Ironically, the upgrade to Vista on my AMD 4x4 has gone without incident. All of my games continute to work at roughly the same level as before. There are still some performance issues and a few interesting features of vista relating to multicore machines.
"Us intelligent Linux-loving Lisp-defending geeks need to show the masses rationality!!!"
Ha! Obviously you're new here. We slap Lisp around almost as bad.
Wow, I'm fucking shocked, I am. Doom 3 doesn't run on a platform it wasn't designed for. Neither does Half-Life 2. Sure, we could blame the hardware that wasn't designed for it, or the drivers that aren't ready, but instead, lets slag Micro$haft. Damn them!!! *shakes fist*. They should have kept their Crappy Vista in the goddamn box until everyones drivers and hardware was ready for it! And also, they should have included a magic genie that would notice I was installing it on my MMX200 and automatically configure it for best performance! God damnit, this box has run games perfectly since Windows 95 without me having to upgrade it ONCE, why do I have to now just because I installed Vista?!? WTF?!? Stupid Micro$uck and their money-grubbing ways!
There, did I cover the majority? Good, now STFU. New programs have trouble. New drivers take time to get to maturity. Old games need tweaks to work on new systems. It's the way life goes.
I think I should post a Slashdot story the next time I try to play my beautiful original copy of Descent on my XP3400+. I mean, goddamnit, things run so fast that one tap of the keyboard and I've flown across the room and slammed into a wall, and then that damn little yellow guy who's usually so weak I play bumpercars with him kills me before I can blink. Obviously, this is a Microsoft problem. StUpId MiCrO$hIt!
(But damnit, that's still the best 3/8 of a second in gaming....)
If I knew the wedgies I gave you back in 6th grade would have resulted in this . . . I might have taken a moments pause.
Perhaps MS are "pushing towards DX10", but by ignoring DX9 issues they leave you in no man's land. MS: that is a very stupid place to dump people when you're trying to get them to switch to Vista to boost your revenue stream.
Engineering is the art of compromise.
Reviews such as here and here show that Vista gaming performance is actually better than XP's in Direct3D applications, at least with AMD's more mature drivers. OpenGL performance, on the other hand, is horrible, along with Nvidia's drivers altogether. But Vista gaming isn't as bad as the article makes it out to be.
Any application that was written to use the Documents & Settings folder to store some information/install does not work. I get 3-5 reports a day of clients that wanted to be bleeding-edge and go with new vista machines and their software doesn't work. Maybe they should buy new software, but I'm just stating what I'm seeing in the real-world.
And then there was E
It gets me 1000fps on counter-strike source (mine's the XFX version), so I'm happy. I'll never go back to a mere 100fps! :-)
This reminded me of a question I'd had years ago: Suppose DX10 games start shipping and I've got a DX9 graphics card, say a 7800GTX.
Can I play these new games at all without buying a new card?
I'm sure the old one could manage a decent framerate on the new game just without the new shaders and whatnot. The last time this happened I managed to buy a DX9 card before any DX9 games appealed to me so I've never had to deal with it firsthand.
Did I answer my own question?
Isn't this OSX?
Need to buy a new computer for Vista? Why not just buy a Mac.

* The request
In the Vista gaming thread, what reason does the commenter give for flying across the room and slamming into a wall when playing an original copy of Descent on an XP3400+? Answer in one to three sentences.

* Listed records
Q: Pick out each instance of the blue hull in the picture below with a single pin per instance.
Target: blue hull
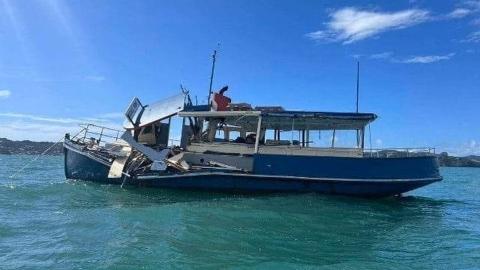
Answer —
(347, 180)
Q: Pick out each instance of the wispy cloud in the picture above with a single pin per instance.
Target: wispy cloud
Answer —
(384, 55)
(473, 37)
(459, 13)
(417, 59)
(427, 59)
(350, 24)
(112, 115)
(95, 78)
(20, 126)
(5, 93)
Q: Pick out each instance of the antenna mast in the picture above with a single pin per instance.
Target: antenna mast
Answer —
(358, 82)
(214, 58)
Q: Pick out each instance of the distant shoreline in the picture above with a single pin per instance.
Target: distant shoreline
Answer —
(9, 147)
(27, 147)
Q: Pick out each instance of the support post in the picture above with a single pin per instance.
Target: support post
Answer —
(362, 138)
(257, 136)
(308, 137)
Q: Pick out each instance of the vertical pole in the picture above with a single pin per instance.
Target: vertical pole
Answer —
(100, 138)
(333, 139)
(303, 137)
(362, 138)
(358, 83)
(308, 137)
(214, 58)
(257, 137)
(293, 126)
(358, 89)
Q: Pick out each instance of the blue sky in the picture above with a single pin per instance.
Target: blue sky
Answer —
(65, 62)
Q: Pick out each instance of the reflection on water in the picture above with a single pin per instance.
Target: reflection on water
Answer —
(48, 222)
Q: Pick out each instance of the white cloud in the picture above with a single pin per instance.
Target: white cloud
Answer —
(427, 59)
(350, 24)
(112, 115)
(95, 78)
(473, 37)
(459, 13)
(5, 93)
(19, 126)
(384, 55)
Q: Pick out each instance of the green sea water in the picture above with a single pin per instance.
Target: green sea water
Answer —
(47, 222)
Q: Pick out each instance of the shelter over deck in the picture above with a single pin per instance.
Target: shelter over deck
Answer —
(288, 120)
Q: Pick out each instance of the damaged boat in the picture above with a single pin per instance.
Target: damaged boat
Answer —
(240, 148)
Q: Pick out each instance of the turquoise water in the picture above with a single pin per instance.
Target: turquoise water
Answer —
(47, 222)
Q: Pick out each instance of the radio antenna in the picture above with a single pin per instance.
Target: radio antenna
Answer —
(214, 58)
(358, 83)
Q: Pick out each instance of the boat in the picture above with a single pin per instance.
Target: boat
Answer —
(235, 147)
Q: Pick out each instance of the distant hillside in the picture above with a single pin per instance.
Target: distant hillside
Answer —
(9, 147)
(449, 161)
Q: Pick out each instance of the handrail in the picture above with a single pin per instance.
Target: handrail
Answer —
(399, 152)
(97, 133)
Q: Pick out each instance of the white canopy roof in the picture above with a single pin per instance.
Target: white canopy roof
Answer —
(157, 111)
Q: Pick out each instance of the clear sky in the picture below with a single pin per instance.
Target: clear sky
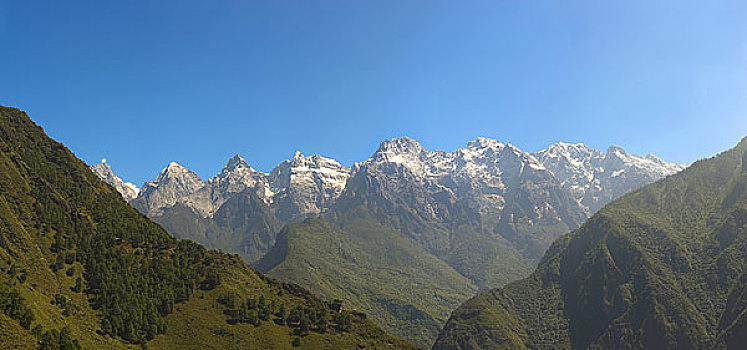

* Solution to the exercise
The commenter says things run so fast on the XP3400+ that a single tap of the keyboard sends them flying across the room into a wall.